*** The records

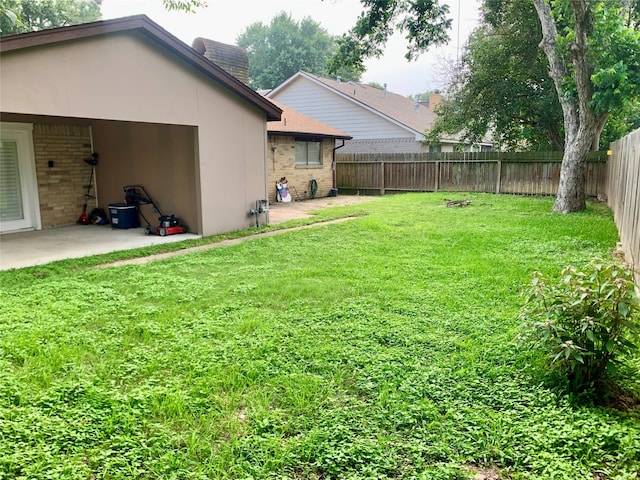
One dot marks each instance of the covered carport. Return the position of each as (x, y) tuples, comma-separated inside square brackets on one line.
[(155, 111)]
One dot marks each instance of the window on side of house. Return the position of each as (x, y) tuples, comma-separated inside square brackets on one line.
[(308, 152)]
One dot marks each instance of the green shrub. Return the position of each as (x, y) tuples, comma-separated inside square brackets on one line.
[(586, 319)]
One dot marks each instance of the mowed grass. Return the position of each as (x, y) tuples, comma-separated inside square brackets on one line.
[(378, 348)]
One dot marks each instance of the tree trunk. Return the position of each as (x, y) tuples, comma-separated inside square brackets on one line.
[(581, 124), (571, 189)]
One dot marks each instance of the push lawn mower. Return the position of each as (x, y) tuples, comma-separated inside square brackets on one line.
[(169, 224)]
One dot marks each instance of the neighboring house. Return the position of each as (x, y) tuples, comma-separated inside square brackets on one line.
[(156, 111), (301, 150), (378, 120)]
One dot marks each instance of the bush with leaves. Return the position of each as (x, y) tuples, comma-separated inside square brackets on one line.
[(587, 320)]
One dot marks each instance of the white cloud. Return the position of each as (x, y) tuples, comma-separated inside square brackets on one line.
[(224, 20)]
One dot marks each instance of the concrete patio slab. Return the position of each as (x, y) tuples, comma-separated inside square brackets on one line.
[(26, 249)]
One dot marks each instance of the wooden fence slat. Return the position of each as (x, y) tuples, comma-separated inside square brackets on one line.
[(529, 173)]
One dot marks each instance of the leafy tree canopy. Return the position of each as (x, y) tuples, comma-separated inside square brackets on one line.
[(285, 46), (424, 22), (19, 16), (502, 85)]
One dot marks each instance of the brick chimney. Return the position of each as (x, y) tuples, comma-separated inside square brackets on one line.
[(435, 99), (231, 58)]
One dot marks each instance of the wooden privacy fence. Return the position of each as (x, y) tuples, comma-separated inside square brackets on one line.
[(623, 191), (531, 173)]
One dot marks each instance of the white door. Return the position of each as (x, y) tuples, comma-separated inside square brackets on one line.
[(19, 208)]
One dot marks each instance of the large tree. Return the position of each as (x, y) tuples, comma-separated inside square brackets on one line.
[(285, 46), (594, 61), (18, 16), (592, 50), (501, 84)]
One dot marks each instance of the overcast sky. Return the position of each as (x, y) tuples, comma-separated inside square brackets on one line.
[(224, 20)]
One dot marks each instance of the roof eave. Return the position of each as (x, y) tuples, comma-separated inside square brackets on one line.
[(145, 25), (289, 133)]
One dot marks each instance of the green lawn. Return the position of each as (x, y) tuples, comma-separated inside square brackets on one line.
[(378, 348)]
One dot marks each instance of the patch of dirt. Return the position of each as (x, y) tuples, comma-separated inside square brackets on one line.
[(278, 213), (283, 212), (483, 473)]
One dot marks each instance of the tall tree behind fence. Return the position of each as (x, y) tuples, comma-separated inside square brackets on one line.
[(623, 190), (531, 173)]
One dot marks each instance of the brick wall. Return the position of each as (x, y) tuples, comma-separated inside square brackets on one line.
[(282, 163), (61, 187)]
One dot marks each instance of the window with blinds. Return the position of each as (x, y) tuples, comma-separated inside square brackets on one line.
[(308, 153), (11, 207)]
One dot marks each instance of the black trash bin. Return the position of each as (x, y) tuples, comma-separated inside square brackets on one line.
[(123, 215)]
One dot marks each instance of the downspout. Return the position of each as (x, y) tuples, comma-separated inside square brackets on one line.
[(333, 165)]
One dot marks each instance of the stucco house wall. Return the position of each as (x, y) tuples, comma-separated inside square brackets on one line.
[(159, 113)]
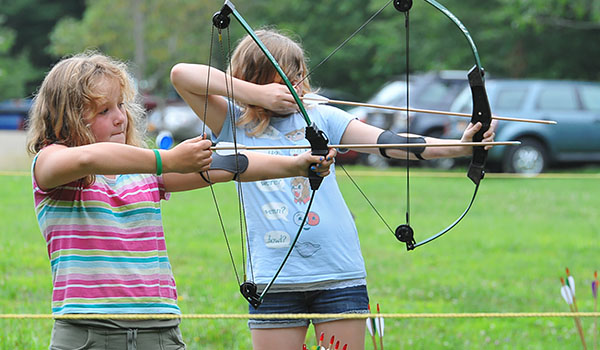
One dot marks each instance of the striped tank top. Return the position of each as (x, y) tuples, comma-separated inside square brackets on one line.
[(106, 246)]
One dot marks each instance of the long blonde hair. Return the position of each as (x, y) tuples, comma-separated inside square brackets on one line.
[(68, 97), (249, 63)]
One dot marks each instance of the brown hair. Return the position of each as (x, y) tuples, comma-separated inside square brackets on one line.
[(249, 63), (69, 96)]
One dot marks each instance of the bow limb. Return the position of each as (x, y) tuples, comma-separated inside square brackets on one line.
[(481, 114)]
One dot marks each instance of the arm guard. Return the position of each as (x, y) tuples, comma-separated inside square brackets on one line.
[(228, 163), (387, 137)]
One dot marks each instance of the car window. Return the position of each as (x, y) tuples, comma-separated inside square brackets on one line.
[(590, 97), (389, 93), (510, 98), (558, 97)]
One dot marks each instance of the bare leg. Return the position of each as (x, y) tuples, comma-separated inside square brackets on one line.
[(279, 338), (351, 332)]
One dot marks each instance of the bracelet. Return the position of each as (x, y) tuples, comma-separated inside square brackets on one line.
[(158, 162)]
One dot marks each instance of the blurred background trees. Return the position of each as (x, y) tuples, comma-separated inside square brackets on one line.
[(515, 38)]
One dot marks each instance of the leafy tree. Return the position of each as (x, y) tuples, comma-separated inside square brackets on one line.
[(30, 21), (14, 71), (167, 32)]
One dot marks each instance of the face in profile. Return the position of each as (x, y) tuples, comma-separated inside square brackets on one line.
[(108, 122)]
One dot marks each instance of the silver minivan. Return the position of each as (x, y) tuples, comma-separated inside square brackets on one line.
[(575, 105)]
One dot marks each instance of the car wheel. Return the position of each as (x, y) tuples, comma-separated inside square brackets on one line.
[(530, 157)]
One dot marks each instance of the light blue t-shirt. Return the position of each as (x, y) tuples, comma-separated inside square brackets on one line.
[(328, 248)]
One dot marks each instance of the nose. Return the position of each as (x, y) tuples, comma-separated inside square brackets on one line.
[(121, 116)]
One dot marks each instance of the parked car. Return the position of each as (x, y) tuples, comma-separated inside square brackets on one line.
[(433, 90), (14, 113), (177, 118), (574, 105)]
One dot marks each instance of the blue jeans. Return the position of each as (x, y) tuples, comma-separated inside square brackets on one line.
[(331, 301)]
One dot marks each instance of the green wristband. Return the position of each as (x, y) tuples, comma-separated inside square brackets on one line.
[(158, 162)]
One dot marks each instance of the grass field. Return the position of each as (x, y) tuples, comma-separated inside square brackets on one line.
[(506, 256)]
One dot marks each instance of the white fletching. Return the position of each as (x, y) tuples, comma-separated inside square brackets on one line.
[(565, 291), (380, 324), (370, 326), (571, 284)]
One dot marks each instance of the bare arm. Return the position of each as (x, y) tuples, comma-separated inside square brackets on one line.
[(261, 166), (358, 132), (190, 81), (58, 165)]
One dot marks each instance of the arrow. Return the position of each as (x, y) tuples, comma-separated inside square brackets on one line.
[(371, 145), (567, 295), (331, 342), (371, 327), (595, 294), (318, 99), (380, 324)]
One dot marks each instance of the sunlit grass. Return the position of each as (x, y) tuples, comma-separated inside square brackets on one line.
[(506, 256)]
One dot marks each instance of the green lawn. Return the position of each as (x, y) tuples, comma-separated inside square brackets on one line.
[(506, 256)]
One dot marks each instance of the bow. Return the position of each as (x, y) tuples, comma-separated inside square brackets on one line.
[(317, 139), (481, 113)]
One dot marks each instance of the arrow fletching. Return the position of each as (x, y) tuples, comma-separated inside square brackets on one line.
[(380, 323), (565, 291)]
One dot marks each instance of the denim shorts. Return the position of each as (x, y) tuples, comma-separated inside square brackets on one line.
[(351, 300)]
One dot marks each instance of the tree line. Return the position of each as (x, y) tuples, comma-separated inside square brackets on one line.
[(515, 38)]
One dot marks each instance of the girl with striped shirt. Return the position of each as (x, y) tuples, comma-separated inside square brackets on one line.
[(97, 194)]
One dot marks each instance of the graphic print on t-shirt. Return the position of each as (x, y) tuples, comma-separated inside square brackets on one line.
[(300, 190)]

******

Leave out the pictures and return the listing exactly.

One dot marks each instance of the covered carport. Return the position of each as (x, y) tuples, comma-separated inside square brackets on one line.
[(155, 111)]
One dot marks each instance of the window on side of house. Return the position of each as (x, y) tuples, comma-separated inside square brackets on one line.
[(308, 152)]
One dot marks each instance of the green shrub. Return the position of each as (x, y) tuples, comma-separated inside square brackets on one line.
[(586, 319)]
One dot marks each instance of the mowed grass. Return the position of each as (x, y) tuples, comma-separated inside square brackets on one line.
[(378, 348)]
One dot marks each instance of the tree trunk. Return the position of each as (x, y) tuples, comma-separated inside square brackets on one line.
[(581, 124), (571, 189)]
One dot marks each instance of the push lawn mower. Return the position of each as (x, y) tuples, comma-separated inside square brackets on one line.
[(169, 224)]
One dot marks each instance of the neighboring house. Return the position of each as (x, y) tuples, comma-separated inside square brackets on one line.
[(156, 111), (301, 150), (378, 120)]
One dot marks each instance of the bush with leaves. Return the position of each as (x, y) tuples, comma-separated inside square brackets on one line.
[(587, 320)]
One dot marks each instance of the white cloud. Return the position of each as (x, y) tuples, comma-separated inside square brackets on one line.
[(224, 20)]
One dot marks each instance of the concrete patio slab. Return the position of each as (x, y) tuples, comma-separated inside square brackets on one line.
[(26, 249)]
One dot marks each instance of the wooden fence slat. Return the position of each as (x, y) tuples, comma-separated inside square brackets on one line.
[(529, 173)]
One dot marks each instance of the leafy tree canopy. Return the position of each as (x, y) tuples, comma-separated inside square brackets on one line.
[(285, 46), (424, 22), (19, 16), (502, 85)]
One dot marks each instance of the brick chimney. Return the position of each as (x, y) tuples, comma-separated inside square brackets on one line.
[(435, 99), (231, 58)]
One dot marks each instance of the wooden privacy fence. Return the position of each as (x, y) tuples, comma-separated inside square brackets on one line.
[(623, 191), (531, 173)]
One dot marks each instance of the white door. Return the position of each as (x, y) tuples, comma-separated inside square brackets on one line.
[(19, 208)]
One dot marks each instance of the large tree. Return the position of each as (x, y) tuples, comma-separated inside square brackets on one line.
[(285, 46), (594, 61), (18, 16), (592, 50), (501, 84)]
One dot marks each instance of the overcast sky. Return the position of each as (x, y) tuples, comma-separated inside square brackets on one line.
[(224, 20)]
One dot marks each instance of the roof eave. Return the position of each as (x, y) tuples, comma-separated inside square brackets on one line.
[(145, 25), (289, 133)]
One dot marks each instance of the green lawn. Return the position of each as (x, y) tuples, comma-separated inside square brackets on one line.
[(378, 348)]
One dot marks each instance of the patch of dirt. Return the position of each as (x, y) tuples, comma-separated inside square brackets on one line.
[(278, 213), (283, 212), (483, 473)]
One dot marks each instance of the tall tree behind fence. Return the position of each as (x, y) tuples, comma-separated inside square brackets on one line.
[(623, 190), (531, 173)]
One dot marks each instance of the brick wall. Return the position of each as (x, y) tuples, comma-separated inside square brackets on one line.
[(282, 163), (61, 187)]
One dot marks each instance of the window with blinds. Return the position of each as (x, y) tuples, comma-separated inside square brackets on one line.
[(308, 153), (11, 207)]
One dot marks each instance of the black trash bin. Return the position of each as (x, y) tuples, comma-separated inside square brackets on one line.
[(123, 215)]
One dot marks each instance of the downspout. Return the position of each as (x, y) tuples, comma-separated inside square brackets on one line.
[(333, 165)]
One dot marks each instance of the stucco house wall. Return the position of each as (x, y) tuples, comma-separated inside square brackets on one line.
[(159, 113)]
One dot marks each instance of the striped tank top. Return the position of each as (x, y) tuples, comma-separated inside square brackets on one line.
[(106, 246)]
One dot marks each instance of the long blonde hair. Return the position of each as (x, y) tuples, comma-separated inside square brackets on one line.
[(68, 97), (249, 63)]
One dot marks each instance of the brown hair. Return the position of each as (x, y) tuples, comma-separated inside square brackets on one line.
[(249, 63), (69, 96)]
One dot marks each instance of the bow limb. Return the position of each as (x, y) tuples, comma-separated inside square brackets on one line.
[(481, 114)]
One dot marks each instance of the arm guard. Return the position of each as (x, y) tuples, comma-separated inside square brackets on one line.
[(228, 163), (387, 137)]
One dot marks each instance of the car window. Return the position of each as (x, y) tuples, comma-separated inside square brackets on one line.
[(590, 97), (389, 93), (510, 98), (558, 97)]
One dot marks each instance of the bare leg. Return the position of each as (x, y) tuples, comma-separated inside square brackets on one line.
[(279, 338), (351, 332)]
One dot marks each instance of the bracelet. Return the position of each as (x, y) tuples, comma-separated inside square brackets on one line.
[(158, 162)]
One dot marks each instance of the blurred background trees. Return the position of each as (x, y) tuples, comma-separated inside square brackets on one line.
[(515, 38)]
One dot marks each instance of the leafy tree. Return the position of each as (x, y) tuples, comma-separated inside square brackets on one line.
[(30, 21), (14, 71), (167, 32)]
One dot marks each instance of the face in profile. Return the position of each as (x, y) tuples, comma-separated inside square brackets on one line.
[(108, 122)]
One dot marks each instance of the silver minivan. Return the position of each as (x, y) tuples, comma-separated inside square brackets on one line.
[(575, 105)]
One dot marks each instance of the car wheel. Return the position of each as (x, y) tuples, comma-separated inside square brackets on one line.
[(530, 157)]
One dot marks each instance of the light blue t-shirt. Return the position of each as (x, y) tuples, comma-separated inside square brackets on one line.
[(328, 248)]
One dot marks each instance of the nose. Return the position of each as (x, y) tuples, comma-separated inside square brackets on one line.
[(121, 116)]
One dot marks each instance of the parked car. Return the position of each as (x, y) tuples, comma-separated inside square brackets on one line.
[(433, 90), (14, 113), (177, 118), (574, 105)]
One dot marks each instance of the blue jeans. Return the position of each as (x, y) tuples, comma-separated inside square brackets on one line.
[(331, 301)]
One dot marks each instance of the green wristband. Return the position of each as (x, y) tuples, comma-separated inside square brackets on one line.
[(158, 162)]
One dot marks each instance of the grass field. Return the position of each as (x, y) tuples, comma-separated inside square brackets on one line.
[(506, 256)]
One dot marks each instance of the white fletching. Return the position of each as (x, y) tuples, comma-separated inside square brackets on one line.
[(565, 291), (380, 324), (370, 326), (571, 284)]
One dot marks each instance of the bare arm. Return the position of each as (x, y) tuples, comma-separated inside square brackets on one line.
[(261, 166), (358, 132), (190, 81), (58, 165)]
One dot marks each instance of the arrow. Return the position of each as (x, y) tuples, comma-separated inside square brackets on one line.
[(371, 145), (567, 295), (331, 342), (371, 327), (595, 294), (318, 99), (380, 324)]
One dot marks each instance of the sunlit grass. Return the position of each as (x, y) tuples, comma-separated inside square brackets on one line.
[(506, 256)]
One dot marks each instance of the green lawn. Return the position of each as (x, y) tuples, comma-separated inside square brackets on one line.
[(506, 256)]
One dot marks each instance of the bow. Return the position of each as (x, y) tuples, comma-separated inside square brackets on one line.
[(317, 139), (481, 113)]
One dot marks each instance of the arrow fletching. Return the position of each as (x, y) tuples, comma-separated inside square brackets on one line.
[(380, 323), (565, 291)]
One dot marks each instance of the denim shorts. Return the position of each as (x, y) tuples, comma-separated inside square brackets on one line.
[(351, 300)]
One dot marks each instance of the tree line. Return the position of each as (x, y) tuples, comma-separated inside square brackets on one line.
[(515, 38)]
One dot marks each instance of the girl with striped shirt. Return the position of each as (x, y) tuples, comma-separated inside square brackets on one line.
[(97, 194)]
One dot marks each instance of the graphic print on t-shirt. Return the position of each as (x, y) tuples, comma-separated inside square brackets on one line.
[(300, 190)]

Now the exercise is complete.